Description of the task:
Beginning at the line containing "Expected output: one point per instance of the player's clenched" in the material below and ending at the line containing "Expected output: one point per instance of the club", return each line exactly and add nothing.

= = =

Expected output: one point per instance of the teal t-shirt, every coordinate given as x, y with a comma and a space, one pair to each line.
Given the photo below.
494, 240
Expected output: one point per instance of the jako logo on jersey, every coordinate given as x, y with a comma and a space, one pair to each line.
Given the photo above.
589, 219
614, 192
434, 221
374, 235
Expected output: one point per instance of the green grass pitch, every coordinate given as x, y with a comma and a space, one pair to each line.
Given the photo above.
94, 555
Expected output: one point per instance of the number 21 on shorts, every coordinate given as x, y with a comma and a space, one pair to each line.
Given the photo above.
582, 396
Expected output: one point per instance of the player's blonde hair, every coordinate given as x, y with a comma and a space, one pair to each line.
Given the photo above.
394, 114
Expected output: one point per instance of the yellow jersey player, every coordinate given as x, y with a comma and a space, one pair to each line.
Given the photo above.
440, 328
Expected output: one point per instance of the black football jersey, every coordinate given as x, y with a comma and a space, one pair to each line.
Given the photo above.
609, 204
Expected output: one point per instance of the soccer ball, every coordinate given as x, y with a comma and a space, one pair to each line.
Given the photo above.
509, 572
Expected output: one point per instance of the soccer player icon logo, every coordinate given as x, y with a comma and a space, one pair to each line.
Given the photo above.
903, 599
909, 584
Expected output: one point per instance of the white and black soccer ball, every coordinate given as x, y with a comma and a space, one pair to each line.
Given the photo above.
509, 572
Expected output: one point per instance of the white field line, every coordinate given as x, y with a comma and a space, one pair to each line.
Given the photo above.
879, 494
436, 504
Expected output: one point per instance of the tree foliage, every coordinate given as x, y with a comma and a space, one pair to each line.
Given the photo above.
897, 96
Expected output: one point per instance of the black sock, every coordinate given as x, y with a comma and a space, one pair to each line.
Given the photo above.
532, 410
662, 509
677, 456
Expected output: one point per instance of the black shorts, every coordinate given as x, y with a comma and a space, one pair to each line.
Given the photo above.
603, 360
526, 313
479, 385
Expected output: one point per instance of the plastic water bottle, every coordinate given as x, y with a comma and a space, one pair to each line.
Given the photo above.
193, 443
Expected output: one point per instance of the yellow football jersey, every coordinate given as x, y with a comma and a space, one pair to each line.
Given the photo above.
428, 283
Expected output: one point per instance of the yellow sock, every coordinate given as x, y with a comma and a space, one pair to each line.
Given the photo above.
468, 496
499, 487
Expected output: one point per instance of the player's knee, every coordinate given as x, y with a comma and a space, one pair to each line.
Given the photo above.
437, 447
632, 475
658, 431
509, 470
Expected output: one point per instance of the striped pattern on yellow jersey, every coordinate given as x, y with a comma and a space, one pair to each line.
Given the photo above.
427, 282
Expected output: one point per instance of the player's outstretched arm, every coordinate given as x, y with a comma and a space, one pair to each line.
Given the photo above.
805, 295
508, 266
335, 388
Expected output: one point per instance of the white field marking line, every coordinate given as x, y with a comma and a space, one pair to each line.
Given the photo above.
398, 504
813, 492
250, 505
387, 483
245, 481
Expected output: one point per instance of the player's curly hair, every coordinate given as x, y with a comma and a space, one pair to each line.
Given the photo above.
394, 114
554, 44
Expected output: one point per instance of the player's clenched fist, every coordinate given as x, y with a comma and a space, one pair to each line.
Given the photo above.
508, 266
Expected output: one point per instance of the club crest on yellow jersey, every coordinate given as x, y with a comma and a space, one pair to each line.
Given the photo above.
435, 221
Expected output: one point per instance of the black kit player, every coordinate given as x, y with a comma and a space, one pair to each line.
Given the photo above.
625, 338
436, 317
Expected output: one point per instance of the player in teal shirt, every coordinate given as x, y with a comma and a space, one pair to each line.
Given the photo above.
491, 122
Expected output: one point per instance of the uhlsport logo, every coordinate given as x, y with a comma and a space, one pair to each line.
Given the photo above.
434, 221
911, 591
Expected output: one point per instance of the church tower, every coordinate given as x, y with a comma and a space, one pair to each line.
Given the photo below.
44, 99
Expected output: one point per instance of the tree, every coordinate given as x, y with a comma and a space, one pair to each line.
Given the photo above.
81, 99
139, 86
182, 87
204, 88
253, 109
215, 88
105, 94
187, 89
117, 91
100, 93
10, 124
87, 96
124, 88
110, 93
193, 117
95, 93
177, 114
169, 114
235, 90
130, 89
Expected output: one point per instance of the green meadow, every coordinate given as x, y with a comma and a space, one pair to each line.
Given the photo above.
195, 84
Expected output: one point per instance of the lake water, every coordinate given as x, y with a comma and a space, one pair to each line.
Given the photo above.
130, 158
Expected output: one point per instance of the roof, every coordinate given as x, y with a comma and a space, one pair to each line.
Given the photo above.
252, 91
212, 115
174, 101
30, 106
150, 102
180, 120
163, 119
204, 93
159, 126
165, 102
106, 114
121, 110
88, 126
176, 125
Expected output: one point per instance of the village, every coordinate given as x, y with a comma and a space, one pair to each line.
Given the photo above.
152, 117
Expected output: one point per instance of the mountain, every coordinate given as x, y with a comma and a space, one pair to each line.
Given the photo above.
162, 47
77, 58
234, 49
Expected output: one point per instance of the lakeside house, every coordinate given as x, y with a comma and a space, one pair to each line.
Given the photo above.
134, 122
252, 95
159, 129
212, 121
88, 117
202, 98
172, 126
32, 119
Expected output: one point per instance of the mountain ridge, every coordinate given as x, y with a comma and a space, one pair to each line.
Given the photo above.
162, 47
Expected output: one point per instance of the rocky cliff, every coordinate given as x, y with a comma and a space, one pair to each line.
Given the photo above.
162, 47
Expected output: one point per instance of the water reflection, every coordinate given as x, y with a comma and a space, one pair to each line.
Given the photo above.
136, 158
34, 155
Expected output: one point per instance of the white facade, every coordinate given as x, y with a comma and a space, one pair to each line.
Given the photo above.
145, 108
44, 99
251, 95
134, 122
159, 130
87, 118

= = =

Response:
Expected output: one point per instance of the player's clenched fist, every coordinate given as x, y with a comma and a space, one pair to each line.
Given the photo above.
508, 266
Expected output: one point per instance of the club crest on yellow jersey, every coordinate given as x, y with a comma and a space, one pair to each line.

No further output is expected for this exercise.